### EXCERPTED PASSAGE
-- start --

Design a Payment System
A payment system handles the movement of money between parties in e-commerce transactions. It processes pay-in flows (receiving money from customers) and pay-out flows (sending money to sellers/merchants).
Table of Contents
- Requirements
- Back of the Envelope Estimation
- High-Level Design
- API Design
- Database Design
- Payment Flow
- PSP Integration
- Deep Dive
- Handling Failures
- Reconciliation
- Security Considerations
- Key Takeaways
- Interview Tips
Requirements
Functional Requirements
- Pay-in flow: Receive money from customers on behalf of sellers
- Pay-out flow: Send money to sellers worldwide
- Payment tracking: Track payment status through lifecycle
- Multiple payment methods: Support cards, bank transfers, digital wallets
- Multi-currency support: Handle international transactions
Non-Functional Requirements
| Requirement | Description |
|---|---|
| Reliability | Handle failed payments gracefully with retry mechanisms |
| Consistency | Ensure exactly-once payment processing (no duplicate charges) |
| Fault tolerance | System continues operating during partial failures |
| Reconciliation | Internal records must match external PSP records |
| Security | PCI DSS compliance for handling card data |
| Auditability | Complete audit trail for all transactions |
Extended Requirements
- Fraud detection and prevention
- Anti-money laundering (AML) compliance
- Real-time analytics and reporting
- Refund processing
- Dispute management
Back of the Envelope Estimation
Traffic Estimates
Assume an e-commerce platform with moderate scale:
Daily transactions: 1 million
Transactions per second: 1M / 86,400 = ~12 TPS (average)
Peak TPS: ~100 TPS (10x average during sales)

-- end --

### WORK REQUIRED
Answer these questions using the payment system design text:
(a) Which non-functional requirement calls for PCI DSS compliance?
(b) How many daily transactions does the traffic estimate assume?
(c) What does the pay-out flow do, according to the functional requirements?
The records have no role in this exercise.

### DATA ENTRIES
-- start --

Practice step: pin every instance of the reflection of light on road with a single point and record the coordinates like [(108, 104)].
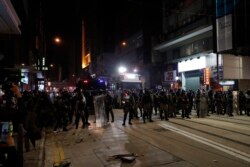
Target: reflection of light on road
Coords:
[(221, 147)]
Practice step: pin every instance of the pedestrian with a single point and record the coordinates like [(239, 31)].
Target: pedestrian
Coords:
[(80, 107), (108, 101), (127, 109)]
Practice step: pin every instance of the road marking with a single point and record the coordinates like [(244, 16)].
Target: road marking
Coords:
[(221, 147), (56, 157), (58, 152), (61, 152)]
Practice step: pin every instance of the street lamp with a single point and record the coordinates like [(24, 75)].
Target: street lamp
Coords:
[(57, 40)]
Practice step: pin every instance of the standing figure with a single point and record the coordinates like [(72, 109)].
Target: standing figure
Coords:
[(109, 106), (80, 107), (147, 104), (127, 109), (247, 95), (203, 105)]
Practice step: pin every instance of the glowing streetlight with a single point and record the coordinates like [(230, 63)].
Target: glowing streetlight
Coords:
[(124, 43), (122, 69), (57, 40)]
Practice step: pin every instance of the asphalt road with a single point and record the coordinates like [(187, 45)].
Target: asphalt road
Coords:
[(213, 141)]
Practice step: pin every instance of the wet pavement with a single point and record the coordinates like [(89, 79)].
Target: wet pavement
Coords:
[(97, 147)]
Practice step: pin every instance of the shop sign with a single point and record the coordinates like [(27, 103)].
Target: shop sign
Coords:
[(170, 76), (207, 76)]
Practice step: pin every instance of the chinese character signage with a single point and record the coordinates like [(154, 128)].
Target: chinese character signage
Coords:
[(170, 76), (207, 76)]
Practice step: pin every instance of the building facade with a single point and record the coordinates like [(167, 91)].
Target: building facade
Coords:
[(188, 55)]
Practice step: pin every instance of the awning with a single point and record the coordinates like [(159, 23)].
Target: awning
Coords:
[(9, 21), (187, 38)]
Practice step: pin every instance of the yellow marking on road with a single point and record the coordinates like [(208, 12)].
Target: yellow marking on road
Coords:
[(61, 152), (56, 157), (58, 152)]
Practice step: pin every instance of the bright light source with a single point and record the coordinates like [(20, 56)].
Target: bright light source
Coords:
[(193, 64), (100, 81), (131, 76), (124, 43), (122, 69), (57, 40)]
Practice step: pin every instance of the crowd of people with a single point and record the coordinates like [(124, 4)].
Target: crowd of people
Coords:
[(35, 110), (170, 103)]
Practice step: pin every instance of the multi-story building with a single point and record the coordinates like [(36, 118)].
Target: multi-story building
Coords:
[(188, 55)]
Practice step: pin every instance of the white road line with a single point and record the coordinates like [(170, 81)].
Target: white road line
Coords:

-- end --

### RESULT BELOW
(a) Security
(b) 1 million
(c) It sends money to sellers worldwide.